*** Opening Information supplied ***

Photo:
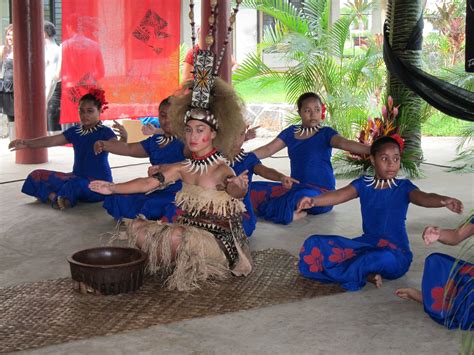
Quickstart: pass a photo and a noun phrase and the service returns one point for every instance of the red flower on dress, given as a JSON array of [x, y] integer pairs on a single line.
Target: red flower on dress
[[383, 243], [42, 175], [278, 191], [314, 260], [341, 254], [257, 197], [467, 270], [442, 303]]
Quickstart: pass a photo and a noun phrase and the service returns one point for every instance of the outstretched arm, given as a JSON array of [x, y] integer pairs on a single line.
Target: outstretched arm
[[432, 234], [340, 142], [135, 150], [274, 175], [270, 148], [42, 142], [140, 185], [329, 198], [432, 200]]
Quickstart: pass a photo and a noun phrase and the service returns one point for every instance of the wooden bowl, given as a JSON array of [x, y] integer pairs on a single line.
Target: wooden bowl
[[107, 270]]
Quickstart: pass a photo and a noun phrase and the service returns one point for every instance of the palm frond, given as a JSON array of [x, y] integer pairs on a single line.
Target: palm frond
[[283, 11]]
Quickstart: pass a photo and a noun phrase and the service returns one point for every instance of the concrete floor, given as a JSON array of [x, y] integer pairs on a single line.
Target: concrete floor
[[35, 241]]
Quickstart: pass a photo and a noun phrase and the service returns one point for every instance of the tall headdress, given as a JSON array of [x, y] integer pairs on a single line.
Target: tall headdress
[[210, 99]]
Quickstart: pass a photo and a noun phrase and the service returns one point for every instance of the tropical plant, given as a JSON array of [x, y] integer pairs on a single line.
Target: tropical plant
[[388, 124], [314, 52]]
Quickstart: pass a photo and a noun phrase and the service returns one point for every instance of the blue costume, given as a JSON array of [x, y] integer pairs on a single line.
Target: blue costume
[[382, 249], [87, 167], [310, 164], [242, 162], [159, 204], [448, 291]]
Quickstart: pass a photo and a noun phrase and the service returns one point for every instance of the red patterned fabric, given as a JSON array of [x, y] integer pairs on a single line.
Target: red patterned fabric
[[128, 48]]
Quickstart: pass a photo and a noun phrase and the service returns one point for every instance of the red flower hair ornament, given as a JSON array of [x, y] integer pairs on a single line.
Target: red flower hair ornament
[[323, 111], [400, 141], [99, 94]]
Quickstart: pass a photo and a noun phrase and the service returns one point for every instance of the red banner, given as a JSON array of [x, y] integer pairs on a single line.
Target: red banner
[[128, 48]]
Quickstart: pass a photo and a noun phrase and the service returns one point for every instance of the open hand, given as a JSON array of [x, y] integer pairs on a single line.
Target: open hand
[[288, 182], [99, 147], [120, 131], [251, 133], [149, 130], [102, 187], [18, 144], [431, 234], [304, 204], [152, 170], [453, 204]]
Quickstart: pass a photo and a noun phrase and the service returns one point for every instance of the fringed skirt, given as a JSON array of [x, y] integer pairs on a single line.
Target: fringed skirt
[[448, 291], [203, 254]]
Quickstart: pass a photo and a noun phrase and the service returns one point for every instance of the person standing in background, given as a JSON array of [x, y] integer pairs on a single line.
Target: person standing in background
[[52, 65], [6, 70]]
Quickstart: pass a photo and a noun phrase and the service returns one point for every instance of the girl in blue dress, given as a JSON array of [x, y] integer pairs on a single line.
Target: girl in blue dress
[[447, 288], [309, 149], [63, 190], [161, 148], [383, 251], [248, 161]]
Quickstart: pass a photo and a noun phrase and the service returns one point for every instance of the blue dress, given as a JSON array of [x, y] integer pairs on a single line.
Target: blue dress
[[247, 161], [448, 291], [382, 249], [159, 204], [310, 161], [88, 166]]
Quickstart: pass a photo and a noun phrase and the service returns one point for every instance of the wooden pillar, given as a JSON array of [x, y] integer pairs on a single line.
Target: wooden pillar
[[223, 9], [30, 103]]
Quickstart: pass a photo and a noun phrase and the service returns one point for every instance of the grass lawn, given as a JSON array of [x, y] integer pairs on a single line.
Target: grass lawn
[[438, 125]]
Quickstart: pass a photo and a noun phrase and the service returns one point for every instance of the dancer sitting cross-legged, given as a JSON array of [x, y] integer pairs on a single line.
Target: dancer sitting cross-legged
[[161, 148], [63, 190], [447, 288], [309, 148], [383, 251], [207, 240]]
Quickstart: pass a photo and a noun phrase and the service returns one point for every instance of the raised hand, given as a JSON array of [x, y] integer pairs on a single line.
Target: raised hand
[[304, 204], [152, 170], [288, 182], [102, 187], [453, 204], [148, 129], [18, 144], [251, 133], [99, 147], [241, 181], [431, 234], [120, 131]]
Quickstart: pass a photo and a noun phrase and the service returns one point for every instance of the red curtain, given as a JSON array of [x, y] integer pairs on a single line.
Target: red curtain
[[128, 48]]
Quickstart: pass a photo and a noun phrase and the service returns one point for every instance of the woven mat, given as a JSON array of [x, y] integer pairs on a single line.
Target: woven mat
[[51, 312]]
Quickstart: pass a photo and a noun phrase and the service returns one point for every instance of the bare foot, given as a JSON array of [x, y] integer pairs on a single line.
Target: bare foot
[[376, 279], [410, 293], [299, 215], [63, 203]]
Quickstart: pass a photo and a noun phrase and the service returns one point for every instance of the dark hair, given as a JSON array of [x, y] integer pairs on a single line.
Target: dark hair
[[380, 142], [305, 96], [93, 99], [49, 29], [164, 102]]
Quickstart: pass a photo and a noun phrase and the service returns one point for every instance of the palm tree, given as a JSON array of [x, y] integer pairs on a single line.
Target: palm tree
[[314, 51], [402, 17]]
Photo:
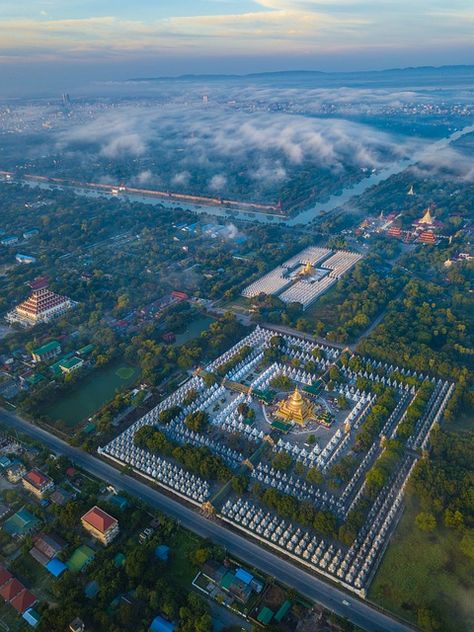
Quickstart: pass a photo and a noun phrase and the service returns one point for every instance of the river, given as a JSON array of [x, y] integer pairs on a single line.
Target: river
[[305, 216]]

*** Closing Information supplied ***

- [Work to be completed] Begin with the first line of the records and repeat every line up to the one with "of the outstretched", counting that line too. Pictures are not part of the copy.

- [Response for this exercise]
Photo:
Quickstart: pass a photo and a noun phrase and the service returns one point for every instance of the red flower on dress, given as a JSON array of [x, y] integer pairs on a single line.
Target: red flower on dress
[[383, 243], [42, 175], [278, 191], [314, 260], [341, 254], [257, 197], [467, 270], [442, 303]]
Quickstart: pass a photo and a noun phrase and the service returns one point for every instance of the outstretched arm, given as a JSON array of [x, y] integer pairs on a single line.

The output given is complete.